**Exercise directions:** The full set of records below is to be reproduced without a single alteration.

(Stored data entries)
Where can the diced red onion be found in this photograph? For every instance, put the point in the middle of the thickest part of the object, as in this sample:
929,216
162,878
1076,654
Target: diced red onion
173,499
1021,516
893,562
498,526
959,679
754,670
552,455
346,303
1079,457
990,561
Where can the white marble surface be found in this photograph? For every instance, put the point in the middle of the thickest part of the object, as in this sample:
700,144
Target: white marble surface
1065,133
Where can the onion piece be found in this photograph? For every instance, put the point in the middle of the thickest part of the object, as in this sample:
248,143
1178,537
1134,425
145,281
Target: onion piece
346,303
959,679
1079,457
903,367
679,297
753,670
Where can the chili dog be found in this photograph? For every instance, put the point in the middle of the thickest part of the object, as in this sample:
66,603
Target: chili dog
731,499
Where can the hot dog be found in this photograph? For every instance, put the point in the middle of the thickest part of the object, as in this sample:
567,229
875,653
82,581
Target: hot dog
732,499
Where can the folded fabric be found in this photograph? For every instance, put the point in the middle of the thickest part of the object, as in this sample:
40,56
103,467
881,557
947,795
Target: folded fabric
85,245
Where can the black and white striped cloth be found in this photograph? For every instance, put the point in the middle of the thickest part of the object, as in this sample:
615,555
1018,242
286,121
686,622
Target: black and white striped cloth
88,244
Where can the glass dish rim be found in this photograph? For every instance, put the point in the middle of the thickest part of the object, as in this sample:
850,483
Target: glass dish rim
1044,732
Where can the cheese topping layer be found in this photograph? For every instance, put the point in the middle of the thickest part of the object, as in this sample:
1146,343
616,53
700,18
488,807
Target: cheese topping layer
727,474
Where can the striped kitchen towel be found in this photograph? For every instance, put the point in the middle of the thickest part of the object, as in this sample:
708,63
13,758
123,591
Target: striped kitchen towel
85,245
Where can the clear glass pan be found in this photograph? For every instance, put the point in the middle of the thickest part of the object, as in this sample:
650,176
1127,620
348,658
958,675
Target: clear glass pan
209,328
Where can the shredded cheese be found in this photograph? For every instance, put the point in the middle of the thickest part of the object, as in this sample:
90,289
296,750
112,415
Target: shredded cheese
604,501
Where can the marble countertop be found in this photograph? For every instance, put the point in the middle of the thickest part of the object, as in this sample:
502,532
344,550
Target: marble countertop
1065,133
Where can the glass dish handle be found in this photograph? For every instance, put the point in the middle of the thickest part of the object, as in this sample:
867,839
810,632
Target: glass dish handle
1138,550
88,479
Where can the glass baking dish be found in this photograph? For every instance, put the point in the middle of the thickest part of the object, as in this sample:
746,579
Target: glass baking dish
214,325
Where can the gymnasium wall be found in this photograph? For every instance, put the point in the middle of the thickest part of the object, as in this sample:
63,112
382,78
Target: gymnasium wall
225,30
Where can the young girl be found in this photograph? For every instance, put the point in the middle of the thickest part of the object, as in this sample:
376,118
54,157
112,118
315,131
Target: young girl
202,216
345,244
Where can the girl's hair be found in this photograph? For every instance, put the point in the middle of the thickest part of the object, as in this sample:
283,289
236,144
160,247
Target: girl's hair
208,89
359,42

**Answer section:**
Where can the diced red onion be found in this photograph? For every instance, put the point in the middle of the thickest part of the object, as in this sample:
929,216
162,878
1076,654
Target: diced red onion
173,499
1021,516
893,562
498,526
959,679
754,670
552,455
346,303
1079,457
990,561
Where can the white marble surface be found in this photograph? For every instance, put the point in the middle of the thickest part of the object, as in this sample:
700,144
Target: white marble surface
1065,133
Where can the onion piece be found in this photograph? For every instance, put the point in the middle of the thickest part of the object, as in this sample:
248,143
1178,537
1134,425
145,281
Target: onion piece
346,303
959,679
1079,457
903,367
679,297
753,670
Where can the chili dog be found in this photograph? For every instance, put the point in the middle of the thickest part of the object, as in this sample:
66,603
Target: chili dog
731,499
Where can the hot dog be found in this photograph? For every instance, put the point in the middle of the thickest part of the object, as in this sample:
567,229
875,653
82,581
Target: hot dog
732,499
Where can the folded fabric be found in this photograph? For every instance, put the point in the middle of the thickest part of the object, as in this sample:
40,56
103,467
881,557
947,795
Target: folded fabric
85,245
Where can the black and white striped cloth be found in this photograph? For every instance, put the point in the middle of the thickest part of the object, as in this sample:
615,555
1018,242
286,121
686,622
Target: black and white striped cloth
88,244
Where can the glass dish rim be found in this photograph? For every instance, put the point in the middle of the thickest part of the object, as in this sample:
850,483
Target: glass dish rim
1044,732
Where can the cheese topping layer be found in this photograph? For every instance, put the point in the middle of the thickest part of the object, as in this sample:
1146,343
616,53
700,18
488,807
Target: cheese topping layer
727,474
Where can the striped kitchen towel be found in this photograph? For every instance, put the point in the middle of the thickest part of the object, as in this sample:
708,63
13,758
123,591
Target: striped kitchen towel
85,245
Where can the clear glass pan be found in this photograph? For every instance, put the point in the middle of the thickest part of the object, as in this sample:
650,176
1127,620
348,658
958,675
Target: clear glass pan
209,328
Where can the shredded cheese be found in this photograph? For every instance, put the point in the middle of the thickest part of the object, as in this sample:
90,289
296,750
112,415
Target: shredded cheese
604,501
Where can the marble countertop be found in this photograph? For every instance, put the point in the middle of the thickest part of the object, as in this sample:
502,532
344,550
Target: marble countertop
1065,133
Where can the glass dish handle be found in this photograph? For every instance, put the point in the middle of the thickest part of the object, as in this sample:
867,839
810,632
Target: glass dish handle
1138,550
88,479
Where can the glass baking dish be found in this photograph? For every instance, put the point in the middle of the thickest part of the object, as in this sample:
746,579
Target: glass baking dish
214,325
Where can the gymnasium wall be found in this photograph? For every instance, put the point in the middle of the thickest part of the object, as in this sample:
63,112
382,78
Target: gymnasium wall
225,30
Where can the young girl be found in this photograph? For every instance, put the point in the middle of the thickest part of the object, as in this sample:
376,118
54,157
112,118
315,131
Target: young girl
202,216
345,244
Where can the girl's hair be found in this photograph? For every instance, put the point in the middle of the thickest part of the object, as in this sample:
283,289
236,144
160,247
Target: girl's hair
208,89
359,42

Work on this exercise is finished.